PROBLEM TO WORK ON: Report each line of the material below that contains the string "metal", copying every such line in full. Case counts when matching.

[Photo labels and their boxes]
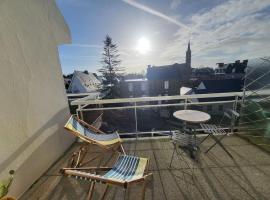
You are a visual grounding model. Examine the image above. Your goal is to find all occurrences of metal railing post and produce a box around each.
[134,102,138,137]
[184,98,188,110]
[231,95,238,134]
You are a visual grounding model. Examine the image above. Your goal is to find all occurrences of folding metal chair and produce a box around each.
[200,109,239,157]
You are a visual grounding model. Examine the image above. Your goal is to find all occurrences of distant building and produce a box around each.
[215,60,248,76]
[67,71,101,96]
[146,42,192,96]
[120,78,149,98]
[193,79,244,114]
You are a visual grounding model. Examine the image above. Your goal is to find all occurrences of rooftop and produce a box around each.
[20,136,270,200]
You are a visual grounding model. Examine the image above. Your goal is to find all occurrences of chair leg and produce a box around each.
[120,144,126,155]
[100,185,109,200]
[87,181,95,200]
[170,144,176,167]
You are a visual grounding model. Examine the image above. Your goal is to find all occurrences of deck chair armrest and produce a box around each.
[60,167,112,173]
[126,173,153,184]
[63,169,126,186]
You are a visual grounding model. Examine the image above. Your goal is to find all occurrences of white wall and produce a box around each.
[0,0,73,197]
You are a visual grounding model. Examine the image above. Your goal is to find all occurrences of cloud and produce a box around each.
[170,0,182,9]
[161,0,270,67]
[63,43,102,49]
[122,0,189,30]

COMPLETE ANSWER:
You are a visual grounding model. Examine the image above. Your goal is to find all occurrences of metal railing post and produce a box around each.
You are a visual grounding model. Examine the image above. Your goal is to find all occurrences of folding metal chair and produce a box around each.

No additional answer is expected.